• [TASK GOAL]: Return, word for word, every line starting at the line with "Expected: one point per instance of the grassy hillside, each" and ending at the final line of the entries; skip the pictures.

┌─ DATASET ROWS

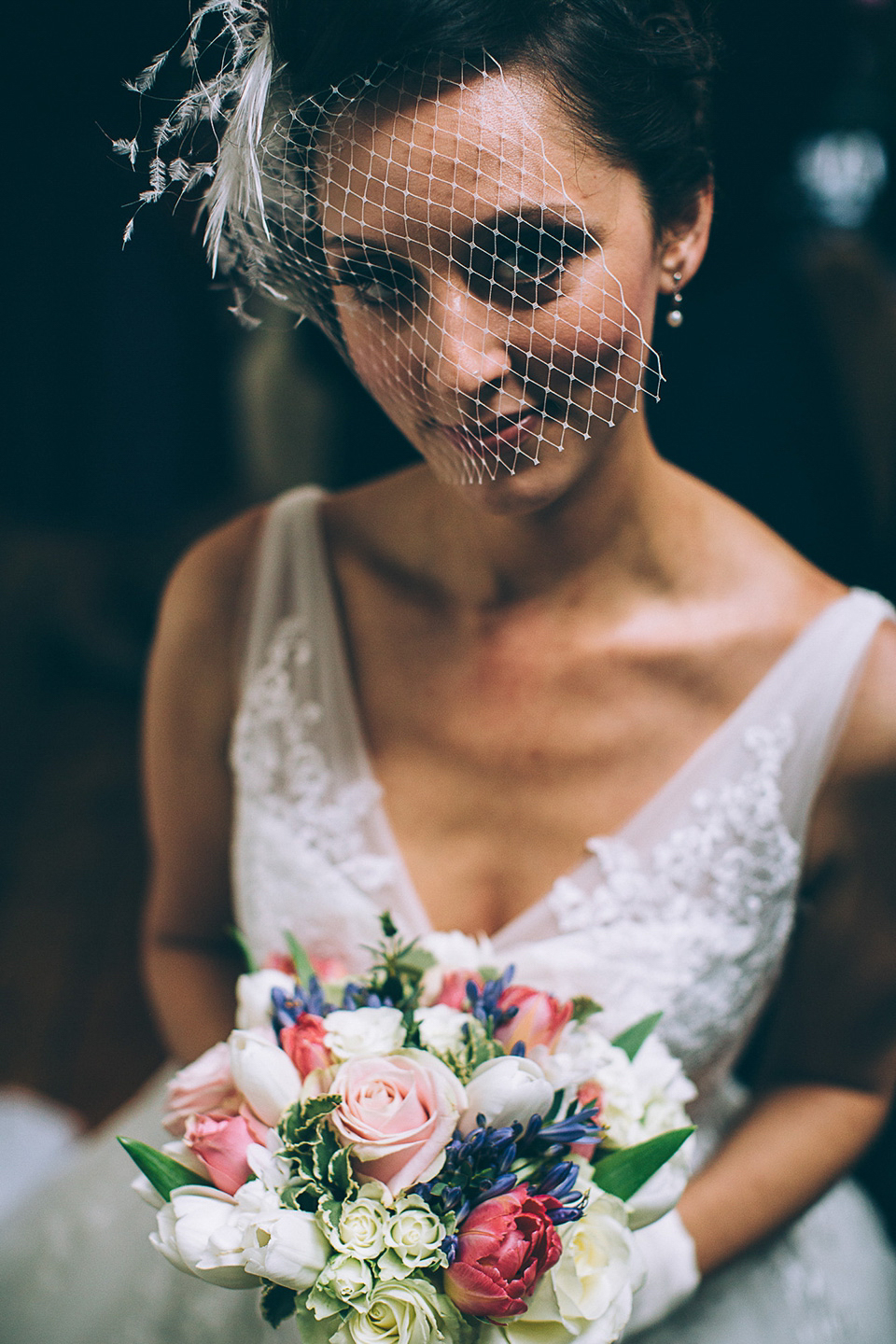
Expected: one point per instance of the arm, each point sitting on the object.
(829, 1062)
(189, 961)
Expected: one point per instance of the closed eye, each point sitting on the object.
(378, 278)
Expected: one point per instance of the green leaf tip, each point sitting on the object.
(301, 961)
(623, 1172)
(162, 1172)
(633, 1039)
(242, 943)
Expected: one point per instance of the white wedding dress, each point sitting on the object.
(687, 909)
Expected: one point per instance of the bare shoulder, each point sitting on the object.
(853, 816)
(868, 742)
(195, 653)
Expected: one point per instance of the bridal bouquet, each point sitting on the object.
(426, 1154)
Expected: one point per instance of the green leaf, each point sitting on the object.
(239, 938)
(415, 959)
(303, 969)
(633, 1039)
(623, 1172)
(583, 1008)
(339, 1172)
(161, 1170)
(278, 1304)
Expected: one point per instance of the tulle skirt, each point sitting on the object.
(77, 1267)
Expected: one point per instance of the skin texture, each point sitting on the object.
(534, 657)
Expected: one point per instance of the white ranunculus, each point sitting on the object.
(360, 1230)
(287, 1248)
(265, 1074)
(345, 1279)
(254, 1005)
(593, 1280)
(664, 1081)
(505, 1089)
(442, 1029)
(578, 1057)
(198, 1233)
(400, 1310)
(366, 1031)
(414, 1238)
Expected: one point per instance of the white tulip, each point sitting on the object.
(287, 1248)
(442, 1029)
(366, 1031)
(263, 1074)
(253, 996)
(198, 1234)
(505, 1089)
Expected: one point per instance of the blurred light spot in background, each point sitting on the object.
(843, 174)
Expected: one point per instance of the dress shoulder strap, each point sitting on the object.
(816, 684)
(285, 566)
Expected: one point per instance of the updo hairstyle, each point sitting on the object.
(633, 77)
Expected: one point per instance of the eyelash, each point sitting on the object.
(529, 286)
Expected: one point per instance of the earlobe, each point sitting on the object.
(682, 249)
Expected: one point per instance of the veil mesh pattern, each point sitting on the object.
(415, 217)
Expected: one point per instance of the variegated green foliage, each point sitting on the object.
(477, 1047)
(318, 1167)
(278, 1304)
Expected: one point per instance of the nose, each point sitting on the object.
(462, 350)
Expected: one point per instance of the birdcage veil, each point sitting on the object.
(413, 214)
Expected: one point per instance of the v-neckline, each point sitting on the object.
(343, 672)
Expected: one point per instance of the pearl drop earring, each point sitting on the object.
(675, 316)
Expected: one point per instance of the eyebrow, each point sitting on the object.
(550, 216)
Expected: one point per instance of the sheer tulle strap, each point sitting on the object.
(280, 585)
(817, 686)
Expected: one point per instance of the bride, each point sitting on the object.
(541, 689)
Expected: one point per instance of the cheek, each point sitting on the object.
(382, 353)
(593, 339)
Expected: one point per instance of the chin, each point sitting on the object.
(532, 487)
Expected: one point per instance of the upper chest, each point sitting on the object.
(504, 744)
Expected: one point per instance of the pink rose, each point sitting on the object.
(222, 1142)
(329, 968)
(504, 1248)
(539, 1017)
(207, 1085)
(280, 961)
(586, 1094)
(453, 989)
(303, 1043)
(398, 1112)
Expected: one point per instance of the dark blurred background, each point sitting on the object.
(138, 413)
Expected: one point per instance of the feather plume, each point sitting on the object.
(237, 186)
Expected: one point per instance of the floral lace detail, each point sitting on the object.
(706, 912)
(282, 769)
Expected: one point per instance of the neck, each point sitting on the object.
(610, 527)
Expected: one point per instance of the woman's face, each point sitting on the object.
(480, 252)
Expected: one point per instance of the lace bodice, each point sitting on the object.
(685, 910)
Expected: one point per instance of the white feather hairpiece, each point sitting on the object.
(235, 95)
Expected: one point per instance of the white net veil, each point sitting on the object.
(415, 217)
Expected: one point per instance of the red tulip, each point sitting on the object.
(539, 1017)
(303, 1043)
(504, 1248)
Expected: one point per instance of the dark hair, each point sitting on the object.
(633, 74)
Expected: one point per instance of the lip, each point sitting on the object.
(512, 430)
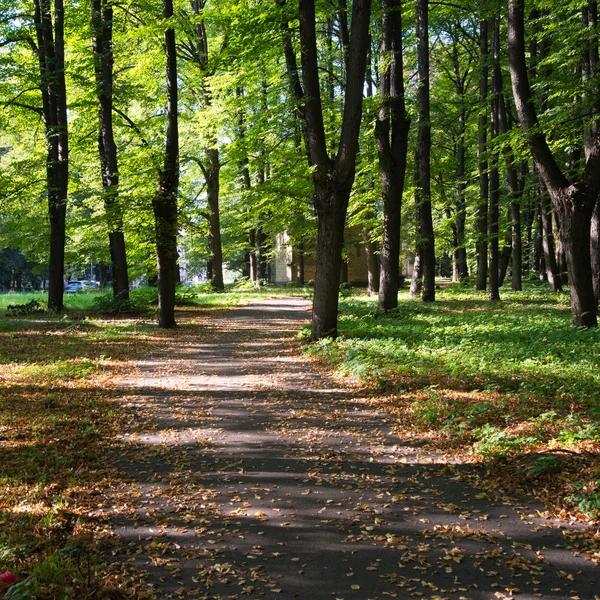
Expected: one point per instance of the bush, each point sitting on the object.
(139, 302)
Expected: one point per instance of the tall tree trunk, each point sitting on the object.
(165, 199)
(482, 209)
(506, 252)
(573, 201)
(198, 52)
(300, 263)
(425, 243)
(333, 178)
(51, 58)
(595, 249)
(552, 271)
(391, 132)
(213, 170)
(459, 266)
(102, 19)
(590, 74)
(494, 214)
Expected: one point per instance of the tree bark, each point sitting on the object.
(482, 209)
(198, 52)
(590, 73)
(300, 263)
(391, 133)
(552, 270)
(51, 58)
(459, 264)
(212, 175)
(102, 19)
(165, 199)
(333, 178)
(425, 241)
(573, 201)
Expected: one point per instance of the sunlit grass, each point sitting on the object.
(497, 380)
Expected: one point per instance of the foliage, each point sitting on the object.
(500, 382)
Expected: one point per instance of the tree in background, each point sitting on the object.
(574, 200)
(102, 28)
(50, 50)
(391, 131)
(332, 177)
(164, 202)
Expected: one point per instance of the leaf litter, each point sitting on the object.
(238, 471)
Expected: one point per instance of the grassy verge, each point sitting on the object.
(512, 384)
(56, 420)
(58, 417)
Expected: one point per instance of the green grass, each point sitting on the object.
(513, 383)
(462, 364)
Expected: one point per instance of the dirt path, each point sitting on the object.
(250, 475)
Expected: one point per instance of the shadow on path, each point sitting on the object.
(249, 475)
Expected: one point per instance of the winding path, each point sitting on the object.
(248, 474)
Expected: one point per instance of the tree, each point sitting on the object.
(51, 57)
(425, 236)
(391, 132)
(482, 152)
(165, 200)
(332, 177)
(574, 200)
(102, 28)
(196, 50)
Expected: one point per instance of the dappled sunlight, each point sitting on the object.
(244, 472)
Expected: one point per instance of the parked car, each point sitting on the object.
(74, 286)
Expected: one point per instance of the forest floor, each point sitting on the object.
(246, 472)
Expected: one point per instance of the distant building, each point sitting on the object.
(284, 262)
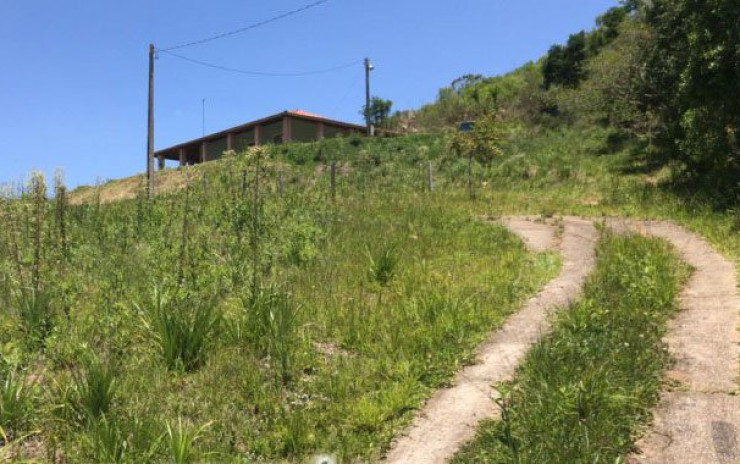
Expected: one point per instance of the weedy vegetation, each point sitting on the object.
(583, 392)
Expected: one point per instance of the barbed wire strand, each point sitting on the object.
(261, 73)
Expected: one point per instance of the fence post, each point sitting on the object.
(471, 187)
(430, 175)
(333, 179)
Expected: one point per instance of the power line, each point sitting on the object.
(261, 73)
(247, 28)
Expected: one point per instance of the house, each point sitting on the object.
(288, 126)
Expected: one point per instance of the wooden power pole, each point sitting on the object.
(368, 67)
(150, 129)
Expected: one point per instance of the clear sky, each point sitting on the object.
(74, 78)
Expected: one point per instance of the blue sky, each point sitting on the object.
(74, 80)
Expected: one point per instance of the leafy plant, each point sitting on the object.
(33, 308)
(273, 320)
(181, 440)
(383, 266)
(93, 391)
(15, 401)
(182, 326)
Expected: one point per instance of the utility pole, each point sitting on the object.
(368, 67)
(150, 129)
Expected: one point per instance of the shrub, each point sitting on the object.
(15, 401)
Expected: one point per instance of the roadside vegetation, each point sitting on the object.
(224, 322)
(251, 311)
(584, 391)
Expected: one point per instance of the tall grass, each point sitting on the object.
(584, 391)
(92, 391)
(272, 319)
(182, 325)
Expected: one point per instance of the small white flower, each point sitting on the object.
(325, 459)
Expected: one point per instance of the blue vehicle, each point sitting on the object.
(466, 126)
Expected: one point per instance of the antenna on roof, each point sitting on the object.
(204, 117)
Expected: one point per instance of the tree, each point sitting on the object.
(378, 112)
(483, 143)
(692, 83)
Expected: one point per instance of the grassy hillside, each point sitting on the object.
(224, 321)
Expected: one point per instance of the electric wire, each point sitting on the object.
(247, 28)
(261, 73)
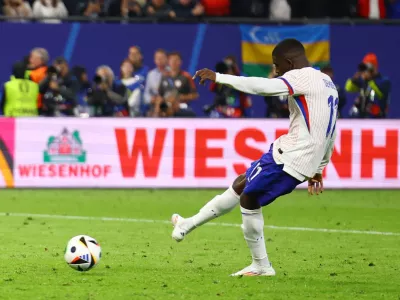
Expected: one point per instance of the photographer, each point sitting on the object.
(107, 97)
(59, 89)
(170, 106)
(374, 90)
(228, 103)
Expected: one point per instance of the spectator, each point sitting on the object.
(217, 7)
(135, 56)
(328, 70)
(20, 95)
(372, 9)
(100, 8)
(228, 103)
(38, 61)
(179, 81)
(59, 90)
(37, 68)
(159, 9)
(81, 76)
(169, 106)
(374, 89)
(94, 9)
(250, 8)
(52, 10)
(131, 8)
(107, 97)
(154, 77)
(18, 10)
(187, 8)
(135, 86)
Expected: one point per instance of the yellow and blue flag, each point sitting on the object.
(259, 41)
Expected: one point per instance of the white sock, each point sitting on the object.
(253, 230)
(218, 206)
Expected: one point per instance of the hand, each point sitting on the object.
(172, 14)
(315, 184)
(53, 85)
(205, 74)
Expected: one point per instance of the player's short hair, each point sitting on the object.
(175, 53)
(288, 48)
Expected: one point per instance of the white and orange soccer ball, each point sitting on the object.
(82, 253)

└─

• [SOLUTION TO THIS PROBLEM]:
Expected: one point per instance of the grassy hillside, each point sitting on the object.
(224, 321)
Expected: one point per instance of the electric wire, each point sitting on the object.
(247, 28)
(261, 73)
Expected: one point per instance of the photographer, each point sitting on the object.
(107, 97)
(59, 89)
(170, 106)
(374, 90)
(228, 103)
Expected: one point per instance of the spectator, each point sitting on the object.
(217, 7)
(135, 56)
(328, 70)
(20, 95)
(372, 9)
(100, 8)
(228, 103)
(38, 61)
(179, 81)
(59, 90)
(37, 68)
(159, 9)
(81, 76)
(169, 106)
(374, 89)
(94, 9)
(250, 8)
(52, 10)
(131, 8)
(107, 97)
(154, 77)
(18, 10)
(187, 8)
(135, 86)
Expected: one point per instance of the yellow and blue flag, each point sitting on the object.
(259, 41)
Expected: one point per instance of the white sock, each point sitting on the object.
(253, 230)
(218, 206)
Expected: one point per instance of the hand, each point sitting on the object.
(172, 14)
(315, 184)
(53, 85)
(205, 74)
Expected: one point per instance of the player's short hair, each point sitting on the object.
(175, 53)
(288, 48)
Expected: one point per instance of the white and orange soccer ball, each point sitting on the object.
(82, 253)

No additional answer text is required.